Rows from a point labeling set

|---|

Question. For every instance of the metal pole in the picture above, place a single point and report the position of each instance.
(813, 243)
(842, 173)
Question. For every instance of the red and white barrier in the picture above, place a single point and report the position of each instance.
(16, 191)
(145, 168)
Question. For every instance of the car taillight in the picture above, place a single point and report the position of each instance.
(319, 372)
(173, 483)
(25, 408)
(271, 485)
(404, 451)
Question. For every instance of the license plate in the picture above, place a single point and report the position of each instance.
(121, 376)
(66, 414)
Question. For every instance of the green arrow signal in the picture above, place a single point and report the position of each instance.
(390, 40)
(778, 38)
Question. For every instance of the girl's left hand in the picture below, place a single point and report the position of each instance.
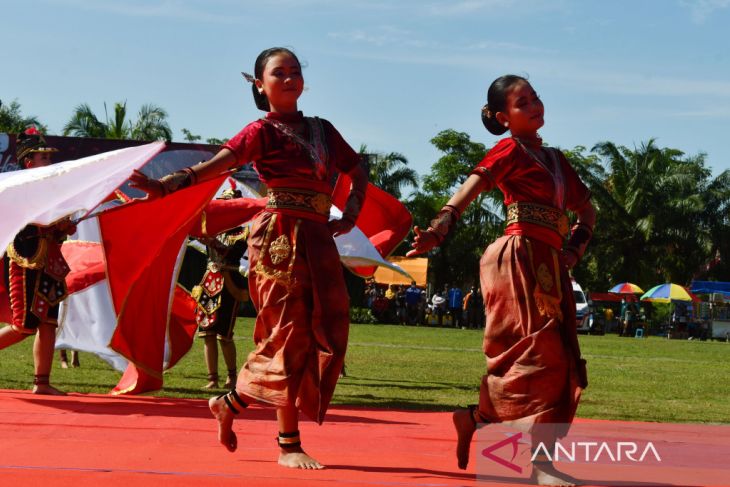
(340, 227)
(152, 187)
(570, 259)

|---|

**REQUEST:** Retype every one of the rows above word for word, leaving the pictures out of your copy.

**REPLY:**
Question. For every instance of the metal pole in the picture above, place a single point and report the position of each instance.
(813, 243)
(842, 173)
Question. For every instance of the red and white barrier in the picture above, place a single point and report the position of each instance.
(16, 191)
(145, 168)
Question. For every instance of the car taillight in the picture above, place a single point and report the position of each instance.
(319, 372)
(173, 483)
(25, 408)
(271, 485)
(404, 451)
Question. For every instance of the license plate in the picture above, place a single point and report the position of each instance.
(121, 376)
(66, 414)
Question. For every instance of the green arrow signal in the picture above, place a single point and report the position of each instance.
(390, 40)
(778, 38)
Question. For every instance of the girl's left hand in the picture below, place a single point and report the position of each instance.
(340, 227)
(152, 187)
(570, 259)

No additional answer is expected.